-- TEXT TO READ --
The jokes keep flying about John Travolta butchering singer Idina Menzel's name when he introduced her Sunday night at the Academy Awards. But KIRO Radio's John Curley says it's no laughing matter to dyslexics like him.
When Travolta called Menzel "Adele Dazeem," it sparked a flurry of Internet memes and even prompted the creation of an online name generator to get your own name Travolta-ized.
"If people found out he was dyslexic or knew that he had a learning disability, they probably would not be so quick to make fun," says Curley. "I would hope that would be the case."
It's unclear whether Travolta actually has dyslexia. There are no reports of him discussing it publicly like other actors, including Tom Cruise, Henry Winkler and Danny Glover. So while some are saying he's fair game, others, including Curley, say even if it's just a possibility, give the guy a break.
"It's terrible," Curley says of the ridicule that often comes in school and elsewhere from jumbling words and names. "I'm coming to his defense as a fellow dyslexic and I think if people knew they would be less likely to jump on him, they wouldn't be so fast to make fun of him."

-- EXCERPTED DATA --
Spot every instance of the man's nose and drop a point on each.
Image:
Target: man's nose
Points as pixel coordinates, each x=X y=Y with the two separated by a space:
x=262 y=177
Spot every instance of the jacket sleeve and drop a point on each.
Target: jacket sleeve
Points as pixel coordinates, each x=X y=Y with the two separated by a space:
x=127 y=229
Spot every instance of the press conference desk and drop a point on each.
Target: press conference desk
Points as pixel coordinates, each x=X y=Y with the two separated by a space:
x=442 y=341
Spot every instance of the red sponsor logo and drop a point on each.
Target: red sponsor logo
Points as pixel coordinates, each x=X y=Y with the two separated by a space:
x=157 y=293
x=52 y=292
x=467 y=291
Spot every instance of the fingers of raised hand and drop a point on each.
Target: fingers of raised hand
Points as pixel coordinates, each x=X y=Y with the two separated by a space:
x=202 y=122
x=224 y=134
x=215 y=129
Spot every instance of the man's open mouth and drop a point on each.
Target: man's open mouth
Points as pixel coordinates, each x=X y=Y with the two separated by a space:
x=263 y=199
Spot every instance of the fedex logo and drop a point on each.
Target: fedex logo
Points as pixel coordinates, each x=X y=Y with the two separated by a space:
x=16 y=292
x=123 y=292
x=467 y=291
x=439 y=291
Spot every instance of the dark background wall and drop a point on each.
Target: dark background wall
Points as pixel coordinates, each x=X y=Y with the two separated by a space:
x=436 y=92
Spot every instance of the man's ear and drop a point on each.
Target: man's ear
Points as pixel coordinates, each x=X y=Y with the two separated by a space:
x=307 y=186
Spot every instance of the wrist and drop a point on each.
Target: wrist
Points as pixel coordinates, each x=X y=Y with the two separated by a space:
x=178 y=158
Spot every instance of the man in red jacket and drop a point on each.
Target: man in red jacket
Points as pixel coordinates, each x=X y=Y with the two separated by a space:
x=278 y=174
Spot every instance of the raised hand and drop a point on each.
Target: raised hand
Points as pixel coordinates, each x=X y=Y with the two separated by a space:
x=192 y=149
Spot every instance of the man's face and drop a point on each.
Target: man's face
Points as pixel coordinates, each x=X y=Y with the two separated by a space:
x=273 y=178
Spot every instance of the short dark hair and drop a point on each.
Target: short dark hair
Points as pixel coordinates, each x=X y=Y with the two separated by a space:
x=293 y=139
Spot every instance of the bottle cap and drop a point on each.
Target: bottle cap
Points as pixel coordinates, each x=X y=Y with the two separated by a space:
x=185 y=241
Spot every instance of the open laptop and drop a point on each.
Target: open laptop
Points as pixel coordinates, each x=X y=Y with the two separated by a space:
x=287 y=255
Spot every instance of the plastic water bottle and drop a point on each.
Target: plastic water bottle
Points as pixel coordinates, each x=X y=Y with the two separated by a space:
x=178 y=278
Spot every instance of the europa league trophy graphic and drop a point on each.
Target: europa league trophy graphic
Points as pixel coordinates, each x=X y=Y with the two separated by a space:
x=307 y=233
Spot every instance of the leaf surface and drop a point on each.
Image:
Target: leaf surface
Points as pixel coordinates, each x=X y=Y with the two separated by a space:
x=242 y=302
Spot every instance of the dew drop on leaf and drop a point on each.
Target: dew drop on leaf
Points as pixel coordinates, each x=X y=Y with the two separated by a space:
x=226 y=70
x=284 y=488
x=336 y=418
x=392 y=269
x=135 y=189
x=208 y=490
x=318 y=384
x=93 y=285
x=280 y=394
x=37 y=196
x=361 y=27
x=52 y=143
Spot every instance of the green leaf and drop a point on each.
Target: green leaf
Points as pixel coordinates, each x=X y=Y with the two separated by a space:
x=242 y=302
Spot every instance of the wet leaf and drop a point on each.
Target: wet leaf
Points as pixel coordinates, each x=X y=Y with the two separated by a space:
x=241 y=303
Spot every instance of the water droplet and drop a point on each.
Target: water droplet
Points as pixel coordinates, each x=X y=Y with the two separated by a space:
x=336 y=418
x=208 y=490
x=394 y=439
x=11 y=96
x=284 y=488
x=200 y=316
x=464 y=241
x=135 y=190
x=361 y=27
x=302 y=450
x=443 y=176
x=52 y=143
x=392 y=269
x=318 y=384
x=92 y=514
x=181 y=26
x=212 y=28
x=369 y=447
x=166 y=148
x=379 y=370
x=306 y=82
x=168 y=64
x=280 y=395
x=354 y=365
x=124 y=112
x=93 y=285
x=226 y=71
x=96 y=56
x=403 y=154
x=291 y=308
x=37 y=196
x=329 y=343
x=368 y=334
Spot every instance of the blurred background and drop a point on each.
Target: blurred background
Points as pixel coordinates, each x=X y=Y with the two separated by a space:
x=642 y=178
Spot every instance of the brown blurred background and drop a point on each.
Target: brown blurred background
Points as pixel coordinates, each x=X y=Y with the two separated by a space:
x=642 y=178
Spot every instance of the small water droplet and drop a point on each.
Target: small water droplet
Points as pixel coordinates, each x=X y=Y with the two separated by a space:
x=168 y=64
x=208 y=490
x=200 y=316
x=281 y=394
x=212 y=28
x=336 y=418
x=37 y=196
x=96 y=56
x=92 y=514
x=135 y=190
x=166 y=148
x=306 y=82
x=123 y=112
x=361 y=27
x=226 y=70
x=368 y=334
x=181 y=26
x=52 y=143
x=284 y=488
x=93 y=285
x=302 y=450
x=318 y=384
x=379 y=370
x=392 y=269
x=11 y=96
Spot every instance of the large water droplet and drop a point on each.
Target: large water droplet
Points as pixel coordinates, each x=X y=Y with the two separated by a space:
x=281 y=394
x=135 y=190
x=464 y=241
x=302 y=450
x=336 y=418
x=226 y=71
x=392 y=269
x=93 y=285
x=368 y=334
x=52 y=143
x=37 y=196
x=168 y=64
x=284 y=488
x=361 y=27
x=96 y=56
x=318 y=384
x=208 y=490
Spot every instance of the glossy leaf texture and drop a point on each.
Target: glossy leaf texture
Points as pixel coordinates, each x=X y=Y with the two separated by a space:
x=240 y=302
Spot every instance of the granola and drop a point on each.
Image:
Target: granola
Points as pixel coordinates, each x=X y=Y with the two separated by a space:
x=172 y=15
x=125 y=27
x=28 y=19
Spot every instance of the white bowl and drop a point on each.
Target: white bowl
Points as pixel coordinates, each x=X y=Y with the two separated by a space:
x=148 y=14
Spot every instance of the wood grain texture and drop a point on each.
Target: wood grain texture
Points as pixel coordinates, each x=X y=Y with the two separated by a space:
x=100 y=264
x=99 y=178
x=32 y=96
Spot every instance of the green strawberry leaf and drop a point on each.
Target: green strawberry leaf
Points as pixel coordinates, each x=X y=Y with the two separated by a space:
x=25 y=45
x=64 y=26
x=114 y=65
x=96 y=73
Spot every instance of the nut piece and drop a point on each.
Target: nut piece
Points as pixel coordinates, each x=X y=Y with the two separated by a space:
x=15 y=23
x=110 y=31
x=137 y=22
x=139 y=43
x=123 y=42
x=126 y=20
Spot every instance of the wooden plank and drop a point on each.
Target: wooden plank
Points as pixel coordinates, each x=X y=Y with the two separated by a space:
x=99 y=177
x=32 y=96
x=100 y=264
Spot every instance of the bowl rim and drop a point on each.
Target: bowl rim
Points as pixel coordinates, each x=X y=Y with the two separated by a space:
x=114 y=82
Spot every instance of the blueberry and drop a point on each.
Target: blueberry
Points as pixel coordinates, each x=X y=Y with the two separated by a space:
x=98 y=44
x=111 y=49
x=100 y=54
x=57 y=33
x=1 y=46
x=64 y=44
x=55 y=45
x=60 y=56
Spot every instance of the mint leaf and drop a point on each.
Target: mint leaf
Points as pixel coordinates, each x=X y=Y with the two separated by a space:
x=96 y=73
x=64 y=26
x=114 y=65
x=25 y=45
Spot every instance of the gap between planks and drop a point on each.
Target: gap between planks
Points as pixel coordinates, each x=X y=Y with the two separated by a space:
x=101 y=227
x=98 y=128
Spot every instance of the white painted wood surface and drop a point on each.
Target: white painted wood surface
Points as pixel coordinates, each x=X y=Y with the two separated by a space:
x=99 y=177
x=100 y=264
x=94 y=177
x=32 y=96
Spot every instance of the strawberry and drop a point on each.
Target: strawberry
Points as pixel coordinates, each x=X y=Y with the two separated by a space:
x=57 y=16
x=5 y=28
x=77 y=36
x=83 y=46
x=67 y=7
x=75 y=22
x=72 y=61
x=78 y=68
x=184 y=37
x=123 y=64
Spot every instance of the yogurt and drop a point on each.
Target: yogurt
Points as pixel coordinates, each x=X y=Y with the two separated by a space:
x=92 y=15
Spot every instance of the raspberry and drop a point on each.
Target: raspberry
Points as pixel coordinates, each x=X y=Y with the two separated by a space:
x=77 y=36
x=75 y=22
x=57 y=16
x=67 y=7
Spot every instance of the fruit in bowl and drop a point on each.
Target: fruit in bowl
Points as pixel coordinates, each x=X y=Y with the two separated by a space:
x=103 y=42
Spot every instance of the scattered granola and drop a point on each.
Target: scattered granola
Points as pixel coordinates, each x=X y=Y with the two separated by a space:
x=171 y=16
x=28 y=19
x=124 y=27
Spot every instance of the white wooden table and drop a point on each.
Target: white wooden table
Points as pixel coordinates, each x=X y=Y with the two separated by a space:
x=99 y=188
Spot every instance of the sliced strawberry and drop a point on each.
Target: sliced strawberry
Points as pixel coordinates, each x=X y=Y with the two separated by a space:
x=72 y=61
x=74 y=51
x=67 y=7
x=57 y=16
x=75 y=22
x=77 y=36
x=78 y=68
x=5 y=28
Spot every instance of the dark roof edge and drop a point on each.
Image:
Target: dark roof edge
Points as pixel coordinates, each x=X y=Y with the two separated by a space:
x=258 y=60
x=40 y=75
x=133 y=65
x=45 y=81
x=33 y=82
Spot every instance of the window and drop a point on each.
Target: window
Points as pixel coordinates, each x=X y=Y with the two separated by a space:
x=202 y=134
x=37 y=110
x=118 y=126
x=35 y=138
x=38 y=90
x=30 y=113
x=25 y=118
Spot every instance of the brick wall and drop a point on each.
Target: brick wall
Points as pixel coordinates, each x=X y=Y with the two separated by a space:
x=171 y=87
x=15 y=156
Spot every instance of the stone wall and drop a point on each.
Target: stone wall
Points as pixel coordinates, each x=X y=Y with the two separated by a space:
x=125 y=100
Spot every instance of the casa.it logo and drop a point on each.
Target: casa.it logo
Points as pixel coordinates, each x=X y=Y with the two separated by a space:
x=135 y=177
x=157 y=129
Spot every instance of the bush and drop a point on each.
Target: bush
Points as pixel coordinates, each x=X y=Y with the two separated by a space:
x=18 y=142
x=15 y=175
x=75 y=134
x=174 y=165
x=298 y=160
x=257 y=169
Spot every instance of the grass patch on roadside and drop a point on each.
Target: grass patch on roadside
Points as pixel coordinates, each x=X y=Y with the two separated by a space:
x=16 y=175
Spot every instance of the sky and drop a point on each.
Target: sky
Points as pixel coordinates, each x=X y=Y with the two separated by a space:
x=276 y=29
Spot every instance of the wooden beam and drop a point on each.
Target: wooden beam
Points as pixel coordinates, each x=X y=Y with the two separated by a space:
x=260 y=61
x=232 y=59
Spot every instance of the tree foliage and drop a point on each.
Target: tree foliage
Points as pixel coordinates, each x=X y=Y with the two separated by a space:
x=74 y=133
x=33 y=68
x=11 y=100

-- WRITTEN TASKS --
A - In the article about John Travolta's Oscars flub, what name did Travolta call Idina Menzel?
B - Extend the article about John Travolta's Oscars flub with a few more paragraphs, picking up after its final quote.

-- WRITTEN ANSWERS --
A - "Adele Dazeem."

B -
Curley talks often on the air about the challenges he still faces on a daily basis, especially getting names right. To this day, he still jumbles even co-host Tom Tangney's name with some frequency.
"The words go into your head, then they're transferred over to another part of your brain where they're made, sort of put into position, and then you speak them. But when it comes to names, especially phonetically, you just don't get it"
Curley has come up with a number of strategies over the years to combat it. But he admits his biggest trick is simple deception. Whenever he emcee's an event, he builds up the introduction and tries to get the crowd applauding loud enough that he can just bury the name under the clapping. It's a move noted Seattle broadcaster and Curley friend Mike West calls "Brokawing," in honor of former network news anchor Tom Brokaw.
"He should have "Brokawed it," Curley says of Travolta. "Whip them into a frenzy, then you get the first name and then lean back on the second one," he laughs.
In all seriousness, Curley says he hopes the talk of dyslexia will at least give people pause before they make fun of someone for jumbling a name. But given the reaction, it's safe to say the pot shots will continue.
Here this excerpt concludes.